» **Data to use**:
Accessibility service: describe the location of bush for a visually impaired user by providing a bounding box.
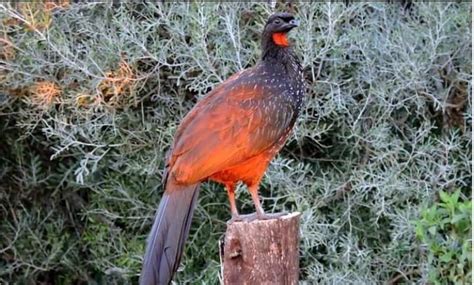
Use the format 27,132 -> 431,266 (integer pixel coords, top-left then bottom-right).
0,1 -> 472,284
416,190 -> 472,284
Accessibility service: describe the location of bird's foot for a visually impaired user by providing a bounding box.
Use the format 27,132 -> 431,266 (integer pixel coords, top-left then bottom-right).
227,212 -> 288,222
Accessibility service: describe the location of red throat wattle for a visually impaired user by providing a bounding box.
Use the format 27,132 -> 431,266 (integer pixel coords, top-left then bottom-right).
272,33 -> 288,47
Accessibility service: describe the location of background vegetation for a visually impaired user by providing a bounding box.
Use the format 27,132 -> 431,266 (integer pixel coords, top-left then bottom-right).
0,1 -> 472,284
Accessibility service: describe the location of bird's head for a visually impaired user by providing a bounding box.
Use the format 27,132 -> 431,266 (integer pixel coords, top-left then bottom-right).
263,13 -> 299,47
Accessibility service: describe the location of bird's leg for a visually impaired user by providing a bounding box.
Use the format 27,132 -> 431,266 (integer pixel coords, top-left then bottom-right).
225,184 -> 242,223
249,184 -> 286,220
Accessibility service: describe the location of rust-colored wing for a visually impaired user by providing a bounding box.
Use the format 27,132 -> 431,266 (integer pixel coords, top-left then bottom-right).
168,69 -> 296,184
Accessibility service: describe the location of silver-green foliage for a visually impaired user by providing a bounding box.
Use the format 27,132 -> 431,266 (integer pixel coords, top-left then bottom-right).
0,2 -> 472,284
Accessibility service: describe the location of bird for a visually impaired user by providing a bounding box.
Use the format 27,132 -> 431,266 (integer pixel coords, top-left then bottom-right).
140,12 -> 305,285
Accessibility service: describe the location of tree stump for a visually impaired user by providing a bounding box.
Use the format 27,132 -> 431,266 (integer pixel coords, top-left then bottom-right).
221,212 -> 300,285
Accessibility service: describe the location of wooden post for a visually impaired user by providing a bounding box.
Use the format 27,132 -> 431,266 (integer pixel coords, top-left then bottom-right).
221,212 -> 300,285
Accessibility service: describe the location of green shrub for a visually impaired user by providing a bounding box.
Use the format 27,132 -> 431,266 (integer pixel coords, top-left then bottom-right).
0,1 -> 472,284
416,190 -> 472,284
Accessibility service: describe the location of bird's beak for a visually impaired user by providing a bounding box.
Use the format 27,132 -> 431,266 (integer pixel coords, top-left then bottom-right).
289,19 -> 300,28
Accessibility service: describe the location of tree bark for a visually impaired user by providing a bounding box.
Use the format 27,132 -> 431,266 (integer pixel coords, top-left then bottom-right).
221,212 -> 300,285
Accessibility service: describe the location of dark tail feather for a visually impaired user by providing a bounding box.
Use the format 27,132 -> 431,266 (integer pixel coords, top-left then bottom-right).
140,181 -> 199,285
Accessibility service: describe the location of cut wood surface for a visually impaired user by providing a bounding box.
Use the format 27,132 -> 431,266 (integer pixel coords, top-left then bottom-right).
221,212 -> 300,285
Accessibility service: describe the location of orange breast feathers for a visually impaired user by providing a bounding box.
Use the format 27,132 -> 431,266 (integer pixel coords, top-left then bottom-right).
165,74 -> 293,184
272,33 -> 288,47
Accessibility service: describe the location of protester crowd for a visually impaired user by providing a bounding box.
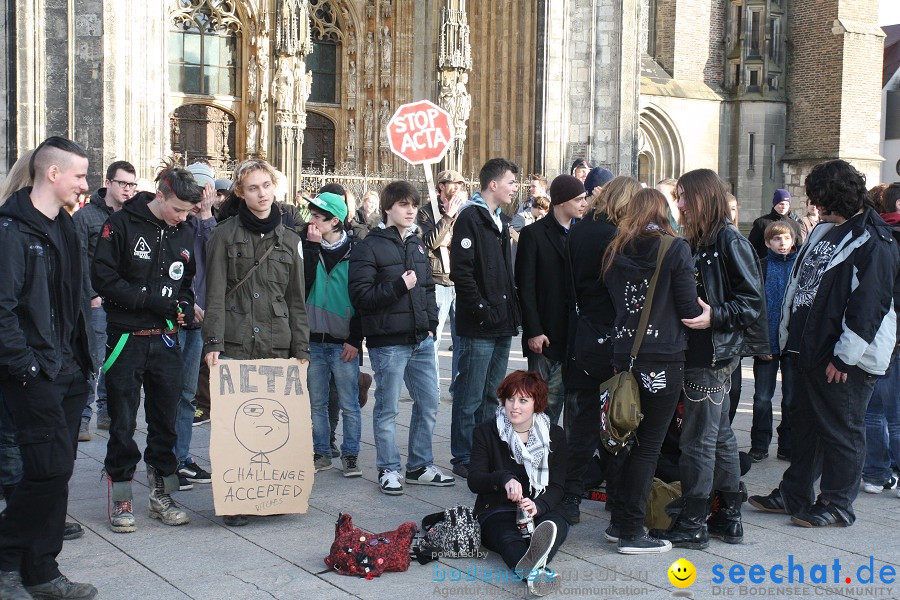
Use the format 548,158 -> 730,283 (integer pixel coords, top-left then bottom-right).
0,137 -> 900,600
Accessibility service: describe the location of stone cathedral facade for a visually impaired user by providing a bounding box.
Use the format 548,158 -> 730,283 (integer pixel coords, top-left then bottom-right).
0,0 -> 883,218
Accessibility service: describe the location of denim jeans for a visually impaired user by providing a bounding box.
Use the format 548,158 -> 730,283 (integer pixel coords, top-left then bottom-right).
0,370 -> 90,585
434,285 -> 459,393
369,336 -> 440,472
678,358 -> 741,498
450,336 -> 512,465
104,331 -> 184,488
175,329 -> 203,464
528,354 -> 566,424
607,359 -> 684,536
863,352 -> 900,485
306,342 -> 360,457
0,391 -> 22,486
81,306 -> 106,419
750,354 -> 794,455
780,365 -> 877,523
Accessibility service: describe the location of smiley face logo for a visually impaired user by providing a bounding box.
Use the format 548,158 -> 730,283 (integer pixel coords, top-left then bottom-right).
666,558 -> 697,588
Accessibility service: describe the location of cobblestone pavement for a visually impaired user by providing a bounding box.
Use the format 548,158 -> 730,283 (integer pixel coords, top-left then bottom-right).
8,340 -> 900,600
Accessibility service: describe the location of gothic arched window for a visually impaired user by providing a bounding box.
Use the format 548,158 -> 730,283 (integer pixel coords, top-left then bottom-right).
169,0 -> 241,96
306,0 -> 343,104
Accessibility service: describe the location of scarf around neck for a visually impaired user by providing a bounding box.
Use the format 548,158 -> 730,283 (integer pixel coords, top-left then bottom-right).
238,202 -> 281,235
497,406 -> 550,498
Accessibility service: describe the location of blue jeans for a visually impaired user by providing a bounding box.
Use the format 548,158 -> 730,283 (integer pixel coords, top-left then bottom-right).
528,354 -> 566,424
175,329 -> 203,464
750,354 -> 794,454
434,285 -> 459,393
450,337 -> 512,465
81,306 -> 106,419
0,392 -> 22,486
369,336 -> 440,472
306,342 -> 360,456
863,352 -> 900,485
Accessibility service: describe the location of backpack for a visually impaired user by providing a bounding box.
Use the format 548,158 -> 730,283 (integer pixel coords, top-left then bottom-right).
422,505 -> 481,559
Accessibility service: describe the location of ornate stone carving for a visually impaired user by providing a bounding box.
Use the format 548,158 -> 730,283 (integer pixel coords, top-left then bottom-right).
247,110 -> 259,156
347,60 -> 357,110
381,25 -> 394,87
365,31 -> 375,88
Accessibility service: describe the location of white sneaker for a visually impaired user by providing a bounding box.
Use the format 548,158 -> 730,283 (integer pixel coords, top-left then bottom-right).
863,481 -> 884,494
378,470 -> 403,496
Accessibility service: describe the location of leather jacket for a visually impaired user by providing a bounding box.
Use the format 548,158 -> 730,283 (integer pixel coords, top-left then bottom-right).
695,223 -> 770,363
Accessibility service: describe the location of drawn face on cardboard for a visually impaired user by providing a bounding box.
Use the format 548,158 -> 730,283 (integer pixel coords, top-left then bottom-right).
234,398 -> 291,463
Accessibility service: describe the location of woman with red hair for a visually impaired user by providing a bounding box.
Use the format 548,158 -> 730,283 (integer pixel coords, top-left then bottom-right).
468,371 -> 569,596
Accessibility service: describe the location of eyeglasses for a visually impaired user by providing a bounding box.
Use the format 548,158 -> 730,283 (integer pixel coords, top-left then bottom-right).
110,179 -> 137,190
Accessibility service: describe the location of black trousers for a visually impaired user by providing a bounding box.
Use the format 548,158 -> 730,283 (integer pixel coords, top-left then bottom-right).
105,332 -> 183,482
481,510 -> 569,575
608,361 -> 684,536
0,371 -> 91,585
781,365 -> 878,523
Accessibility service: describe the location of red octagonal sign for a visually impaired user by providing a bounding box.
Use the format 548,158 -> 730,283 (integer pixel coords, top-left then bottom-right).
387,100 -> 453,165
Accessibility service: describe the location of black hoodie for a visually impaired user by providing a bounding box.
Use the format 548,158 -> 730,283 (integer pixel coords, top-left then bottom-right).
0,187 -> 94,380
91,192 -> 196,332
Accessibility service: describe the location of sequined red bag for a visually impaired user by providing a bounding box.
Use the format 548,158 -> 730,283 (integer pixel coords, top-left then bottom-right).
325,513 -> 418,579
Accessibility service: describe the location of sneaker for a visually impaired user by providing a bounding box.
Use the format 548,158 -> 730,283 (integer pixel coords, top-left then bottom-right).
560,494 -> 581,525
359,373 -> 372,408
97,404 -> 111,431
603,523 -> 619,544
617,533 -> 672,554
24,575 -> 97,600
147,466 -> 190,527
378,469 -> 403,496
0,571 -> 34,600
863,481 -> 884,494
453,464 -> 469,479
109,500 -> 137,533
515,521 -> 556,590
313,454 -> 331,473
528,568 -> 559,596
747,450 -> 769,462
222,515 -> 250,527
63,521 -> 84,540
78,417 -> 93,442
178,461 -> 212,483
341,454 -> 362,477
747,488 -> 787,514
406,465 -> 456,487
191,408 -> 209,427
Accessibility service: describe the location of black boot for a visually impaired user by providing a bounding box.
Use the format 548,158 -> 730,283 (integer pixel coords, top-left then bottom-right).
706,491 -> 744,544
650,498 -> 709,550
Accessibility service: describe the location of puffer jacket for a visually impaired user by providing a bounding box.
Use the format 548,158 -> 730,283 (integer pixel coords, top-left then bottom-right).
203,217 -> 309,360
349,225 -> 437,348
694,222 -> 769,363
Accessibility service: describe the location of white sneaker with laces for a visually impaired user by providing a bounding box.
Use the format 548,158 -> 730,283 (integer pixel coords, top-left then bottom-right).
378,470 -> 403,496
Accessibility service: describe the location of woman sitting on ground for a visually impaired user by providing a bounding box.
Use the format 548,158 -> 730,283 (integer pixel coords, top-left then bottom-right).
468,371 -> 569,596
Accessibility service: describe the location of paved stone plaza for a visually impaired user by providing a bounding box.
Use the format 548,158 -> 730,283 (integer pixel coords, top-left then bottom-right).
15,340 -> 900,600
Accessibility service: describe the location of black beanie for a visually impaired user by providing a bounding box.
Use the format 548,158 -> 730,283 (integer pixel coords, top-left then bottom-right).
550,175 -> 584,206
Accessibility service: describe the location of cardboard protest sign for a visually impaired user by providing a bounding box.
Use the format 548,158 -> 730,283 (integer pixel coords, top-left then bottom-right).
209,359 -> 315,515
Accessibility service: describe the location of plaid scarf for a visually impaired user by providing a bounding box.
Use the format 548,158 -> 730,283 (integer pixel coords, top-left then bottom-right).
497,406 -> 550,498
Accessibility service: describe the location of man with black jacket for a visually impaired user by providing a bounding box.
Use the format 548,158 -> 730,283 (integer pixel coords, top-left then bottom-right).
0,136 -> 97,600
450,158 -> 521,477
750,160 -> 900,527
515,175 -> 587,423
72,160 -> 137,441
418,171 -> 466,390
91,168 -> 200,533
349,181 -> 455,495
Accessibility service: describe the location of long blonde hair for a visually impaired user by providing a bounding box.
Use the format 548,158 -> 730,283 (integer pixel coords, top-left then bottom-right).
0,148 -> 34,206
601,188 -> 675,277
588,175 -> 642,224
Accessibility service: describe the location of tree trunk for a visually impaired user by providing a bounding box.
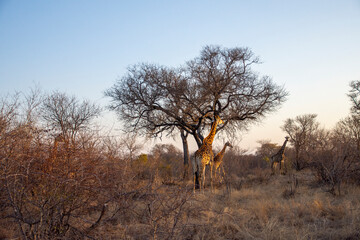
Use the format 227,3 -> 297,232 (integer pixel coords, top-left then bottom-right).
180,129 -> 190,180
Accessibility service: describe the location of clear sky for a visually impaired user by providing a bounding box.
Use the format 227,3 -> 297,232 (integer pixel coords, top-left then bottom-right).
0,0 -> 360,152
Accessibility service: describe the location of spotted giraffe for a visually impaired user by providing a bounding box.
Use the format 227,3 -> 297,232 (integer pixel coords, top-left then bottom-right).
214,142 -> 233,179
192,115 -> 223,191
270,137 -> 289,173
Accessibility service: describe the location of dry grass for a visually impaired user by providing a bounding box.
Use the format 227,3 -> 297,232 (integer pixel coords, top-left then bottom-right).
2,171 -> 360,239
93,171 -> 360,239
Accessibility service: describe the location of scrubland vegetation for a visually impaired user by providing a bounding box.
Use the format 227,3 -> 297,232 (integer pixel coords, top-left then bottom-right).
0,89 -> 360,239
0,47 -> 360,239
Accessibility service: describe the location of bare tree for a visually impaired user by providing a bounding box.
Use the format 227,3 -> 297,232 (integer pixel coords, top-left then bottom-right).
42,91 -> 101,144
105,46 -> 287,175
348,81 -> 360,114
281,114 -> 319,170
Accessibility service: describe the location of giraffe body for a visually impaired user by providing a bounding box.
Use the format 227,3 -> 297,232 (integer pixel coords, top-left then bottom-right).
270,137 -> 289,172
192,115 -> 223,191
214,142 -> 232,179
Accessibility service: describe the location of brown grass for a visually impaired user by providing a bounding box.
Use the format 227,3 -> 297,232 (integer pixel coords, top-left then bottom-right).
0,170 -> 360,239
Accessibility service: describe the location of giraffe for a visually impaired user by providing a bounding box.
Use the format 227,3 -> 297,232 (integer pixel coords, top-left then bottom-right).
192,115 -> 223,192
214,142 -> 233,179
270,136 -> 289,173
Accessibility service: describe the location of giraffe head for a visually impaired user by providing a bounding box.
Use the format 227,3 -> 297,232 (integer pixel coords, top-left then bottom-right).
215,114 -> 224,124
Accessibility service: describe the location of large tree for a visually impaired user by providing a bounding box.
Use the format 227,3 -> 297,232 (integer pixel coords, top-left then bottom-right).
105,46 -> 287,171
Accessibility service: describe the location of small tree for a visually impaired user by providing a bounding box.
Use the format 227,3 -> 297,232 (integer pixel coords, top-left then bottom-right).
281,114 -> 319,170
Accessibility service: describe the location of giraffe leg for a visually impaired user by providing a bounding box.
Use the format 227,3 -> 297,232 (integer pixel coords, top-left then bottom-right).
210,163 -> 213,191
201,165 -> 206,191
221,166 -> 225,181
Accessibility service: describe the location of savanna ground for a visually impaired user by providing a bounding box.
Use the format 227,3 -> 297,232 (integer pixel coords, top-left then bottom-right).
98,170 -> 360,239
0,157 -> 360,239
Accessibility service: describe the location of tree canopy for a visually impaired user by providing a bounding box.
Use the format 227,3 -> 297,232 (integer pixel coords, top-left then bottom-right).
105,46 -> 287,151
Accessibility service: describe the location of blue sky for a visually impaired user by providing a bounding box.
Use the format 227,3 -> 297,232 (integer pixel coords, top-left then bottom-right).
0,0 -> 360,152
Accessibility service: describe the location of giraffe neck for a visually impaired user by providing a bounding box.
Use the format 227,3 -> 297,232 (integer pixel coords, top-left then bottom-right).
278,139 -> 288,154
203,120 -> 218,145
220,145 -> 227,155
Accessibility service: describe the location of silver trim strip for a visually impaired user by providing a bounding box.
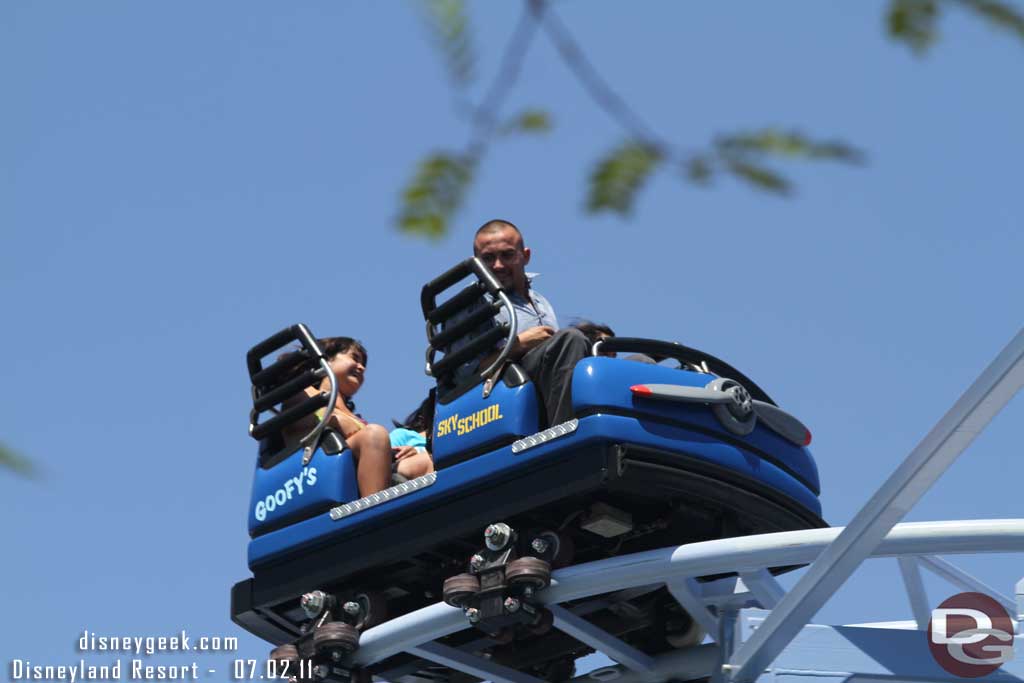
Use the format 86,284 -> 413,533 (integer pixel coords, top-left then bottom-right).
331,472 -> 437,521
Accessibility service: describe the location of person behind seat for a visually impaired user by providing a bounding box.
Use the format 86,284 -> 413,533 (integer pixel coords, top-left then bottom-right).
390,389 -> 437,479
285,337 -> 391,497
473,219 -> 591,425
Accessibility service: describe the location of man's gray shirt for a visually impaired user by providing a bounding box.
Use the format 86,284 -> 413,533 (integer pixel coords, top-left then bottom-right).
449,272 -> 558,381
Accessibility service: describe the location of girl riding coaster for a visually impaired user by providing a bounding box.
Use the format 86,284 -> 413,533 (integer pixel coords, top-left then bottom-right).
231,259 -> 824,678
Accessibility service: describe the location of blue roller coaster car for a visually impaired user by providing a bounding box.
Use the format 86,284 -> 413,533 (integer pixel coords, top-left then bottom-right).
231,258 -> 826,681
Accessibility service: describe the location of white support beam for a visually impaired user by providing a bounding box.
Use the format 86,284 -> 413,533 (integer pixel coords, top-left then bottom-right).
548,605 -> 654,672
408,643 -> 544,683
666,577 -> 718,639
352,519 -> 1024,666
727,330 -> 1024,683
896,556 -> 931,631
921,555 -> 1017,618
739,568 -> 785,609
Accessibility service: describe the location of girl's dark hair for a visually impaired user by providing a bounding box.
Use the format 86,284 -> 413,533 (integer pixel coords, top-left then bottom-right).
391,389 -> 437,434
316,337 -> 370,365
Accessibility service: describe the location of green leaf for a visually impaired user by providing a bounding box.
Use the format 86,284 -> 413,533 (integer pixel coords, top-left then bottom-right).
715,128 -> 863,163
398,152 -> 473,240
0,443 -> 36,476
959,0 -> 1024,39
421,0 -> 476,87
886,0 -> 939,54
726,161 -> 791,195
587,141 -> 664,215
501,110 -> 553,135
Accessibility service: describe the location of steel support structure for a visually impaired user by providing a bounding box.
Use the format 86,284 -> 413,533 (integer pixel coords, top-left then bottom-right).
337,331 -> 1024,683
725,330 -> 1024,683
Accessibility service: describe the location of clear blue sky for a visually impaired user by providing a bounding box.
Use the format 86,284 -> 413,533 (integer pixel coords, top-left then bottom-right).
0,0 -> 1024,680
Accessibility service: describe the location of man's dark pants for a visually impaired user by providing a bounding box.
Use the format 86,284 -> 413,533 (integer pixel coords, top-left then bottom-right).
519,328 -> 590,426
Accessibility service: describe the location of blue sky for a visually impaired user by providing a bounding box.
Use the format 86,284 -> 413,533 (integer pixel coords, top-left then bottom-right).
0,0 -> 1024,679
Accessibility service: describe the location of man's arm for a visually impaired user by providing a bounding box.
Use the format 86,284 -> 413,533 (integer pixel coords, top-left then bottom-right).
477,325 -> 555,368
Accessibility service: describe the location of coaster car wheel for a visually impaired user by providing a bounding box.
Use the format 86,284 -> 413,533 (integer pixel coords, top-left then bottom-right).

» **Exercise aim**: Transcribe the lines starting at the line that has "Accessibility service: describe the location of protester" and stopping after the line that has "780,365 -> 877,523". Please leave the pictures out of your answer.

» **The response**:
Accessibility service: describe the location of protester crowd for a visually impaired user by providing a bounding box.
Use the format 548,158 -> 730,283 (integer pixel coords, top-left then bottom-right).
0,137 -> 900,600
Accessibility service: describe the location of stone cathedral facade for a visually impaired user by providing a bounding box.
Use the format 548,158 -> 730,283 (integer pixel coords, top-left then bottom-right).
0,0 -> 883,218
Accessibility service: describe the location of denim jeans for a visually impaired user by providing a bounding box.
Use the format 548,158 -> 730,283 (integer pixel coords, top-left then bottom-right).
0,370 -> 90,585
434,285 -> 459,393
369,336 -> 440,472
678,358 -> 741,498
450,336 -> 512,465
104,331 -> 184,488
175,329 -> 203,464
528,354 -> 566,424
607,359 -> 684,536
863,352 -> 900,485
306,342 -> 360,457
0,391 -> 22,486
81,306 -> 106,419
750,354 -> 794,455
780,365 -> 877,523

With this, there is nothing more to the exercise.